_Required action A:_
According to the abstract on mitochondrial calcium transport, which enzyme adjusts the flux through the urea cycle?
_Required action B:_
Summarize the abstract on mitochondrial calcium transport in two sentences.

_Study text:_
::::::::::

Effects of mitochondrial calcium transport regulation on amino acid metabolism and urea cycle

Abstract

In recent years, amino acid metabolism has been associated with various biological processes and with the pathogenesis of diseases. The urea cycle is a metabolic pathway responsible for converting ammonia excess, derived from the degradation of amino acids, into urea for excretion. To ensure the maintenance of homeostasis and nitrogen balance, the urea cycle enzymes expressions are modulated by several factors such as hormones and diet. The key enzyme that adjusts the flux through the urea cycle and is located in the mitochondrial matrix is carbamoyl phosphate synthetase I. This enzyme is allosterically activated by N-acetylglutamate, whose synthesis is stimulated by arginine and Ca2+. Mitochondria play a well-established role in metabolism and in regulating intracellular calcium, a process controlled by transporters in the inner mitochondrial membrane. Given the role of mitochondria in calcium homeostasis and the fact that urea cycle is modulated by Ca2+, this project aims to investigate the role of mitochondrial calcium transport, mediated by the mitochondrial calcium uniporter complex (MCU) and the mitochondrial Na+/Li+/Ca2+ exchanger (NCLX), in amino acid metabolism and the urea cycle under basal conditions and under different nutritional stimuli. Functional, molecular and metabolomics approaches will be used to achieve these objectives in different models: in vitro (gene knockdown and pharmacological inhibition) and in vivo (knockout mice). Thus, this project aims to uncover a new mechanism by which Ca2+ transport across the inner mitochondrial membrane regulates cellular metabolism.

::::::::::

_Excerpted records:_

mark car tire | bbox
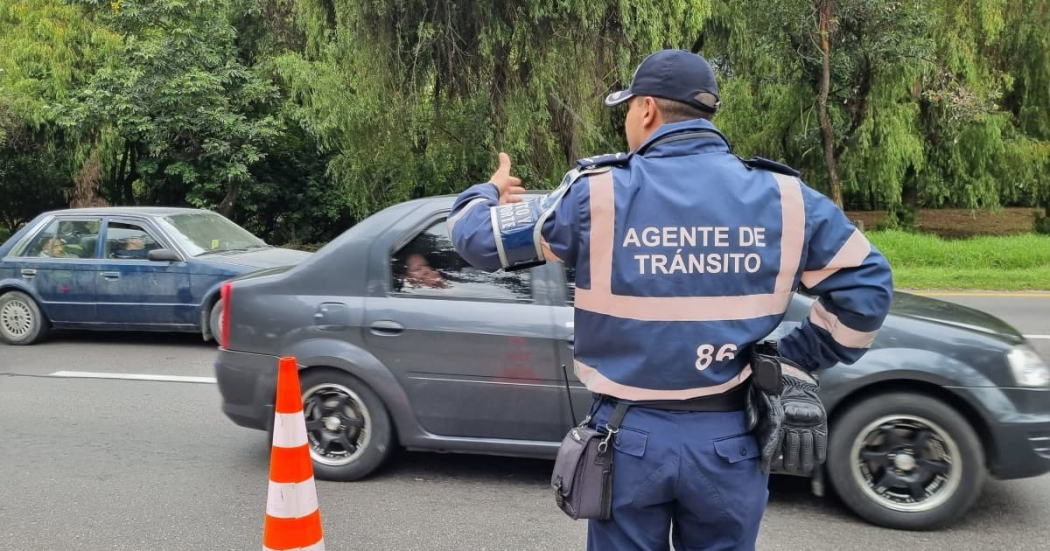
[208,300,223,344]
[827,393,987,530]
[299,368,394,482]
[0,291,50,345]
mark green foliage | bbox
[866,231,1050,268]
[894,266,1050,291]
[52,0,280,213]
[866,226,1050,291]
[0,0,1050,243]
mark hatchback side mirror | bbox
[148,249,182,262]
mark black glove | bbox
[773,358,827,475]
[747,342,827,475]
[744,379,784,474]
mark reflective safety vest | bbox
[448,120,893,400]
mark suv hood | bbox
[889,291,1024,342]
[197,247,313,269]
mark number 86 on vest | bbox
[696,344,736,372]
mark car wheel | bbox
[827,393,987,530]
[299,369,394,481]
[0,291,50,344]
[208,300,223,343]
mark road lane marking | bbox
[49,372,215,384]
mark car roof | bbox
[46,207,211,216]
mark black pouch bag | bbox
[550,402,629,521]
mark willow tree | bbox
[56,0,280,214]
[0,0,120,227]
[270,0,710,219]
[996,0,1050,229]
[705,0,931,210]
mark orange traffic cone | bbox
[263,358,324,551]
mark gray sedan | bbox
[215,193,1050,529]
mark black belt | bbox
[600,381,751,411]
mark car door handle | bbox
[369,321,404,337]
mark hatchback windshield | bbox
[161,212,269,256]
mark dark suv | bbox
[215,193,1050,528]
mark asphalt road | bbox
[0,296,1050,551]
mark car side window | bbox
[22,218,102,258]
[391,220,532,302]
[105,221,162,260]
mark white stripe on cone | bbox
[266,476,317,518]
[273,410,307,448]
[263,539,324,551]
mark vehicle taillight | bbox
[218,281,233,348]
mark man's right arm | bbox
[779,186,894,370]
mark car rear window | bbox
[391,220,532,302]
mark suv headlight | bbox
[1006,344,1050,386]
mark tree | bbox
[276,0,710,216]
[0,0,120,223]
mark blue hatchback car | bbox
[0,207,310,344]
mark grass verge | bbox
[866,232,1050,291]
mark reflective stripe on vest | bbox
[575,172,805,321]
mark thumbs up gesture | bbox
[488,152,525,205]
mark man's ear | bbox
[642,96,664,129]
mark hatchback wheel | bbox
[300,369,394,481]
[0,291,50,344]
[827,393,986,530]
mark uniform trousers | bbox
[587,400,769,551]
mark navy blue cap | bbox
[605,49,721,112]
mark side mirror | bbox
[148,249,182,262]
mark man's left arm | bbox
[779,186,894,372]
[448,154,583,272]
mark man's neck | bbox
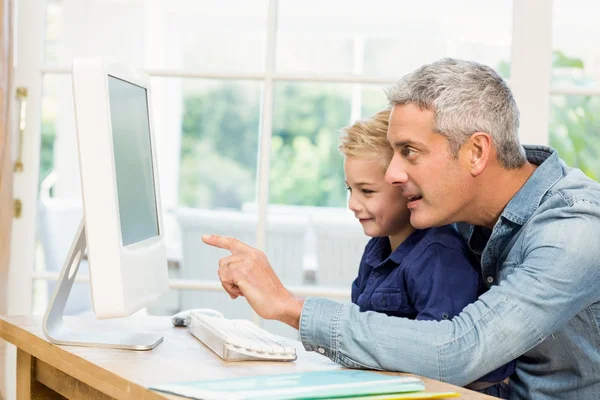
[470,161,537,229]
[388,223,415,253]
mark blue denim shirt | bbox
[352,225,515,383]
[300,146,600,400]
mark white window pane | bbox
[360,85,389,118]
[276,0,512,78]
[45,0,267,72]
[552,0,600,86]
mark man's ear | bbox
[466,132,492,176]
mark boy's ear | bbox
[466,132,493,177]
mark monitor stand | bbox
[42,219,163,350]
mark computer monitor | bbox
[44,58,168,350]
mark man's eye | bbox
[402,147,417,158]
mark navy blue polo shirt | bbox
[352,225,514,382]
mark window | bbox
[549,0,600,180]
[27,0,513,334]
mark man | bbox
[203,59,600,400]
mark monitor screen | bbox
[108,75,159,246]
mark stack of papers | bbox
[150,370,459,400]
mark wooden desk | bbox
[0,316,493,400]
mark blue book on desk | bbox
[150,370,425,400]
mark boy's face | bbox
[344,157,410,237]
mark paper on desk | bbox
[150,370,439,400]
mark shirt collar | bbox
[501,146,563,225]
[366,229,428,268]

::::::::::

_Exercise solution A:_
Carbamoyl phosphate synthetase I.

_Exercise solution B:_
The urea cycle converts excess ammonia from amino acid degradation into urea, and its key enzyme, carbamoyl phosphate synthetase I, is activated by N-acetylglutamate, whose synthesis is stimulated by arginine and Ca2+. The project aims to investigate how mitochondrial calcium transport through MCU and NCLX affects amino acid metabolism and the urea cycle, using functional, molecular and metabolomics approaches in vitro and in knockout mice.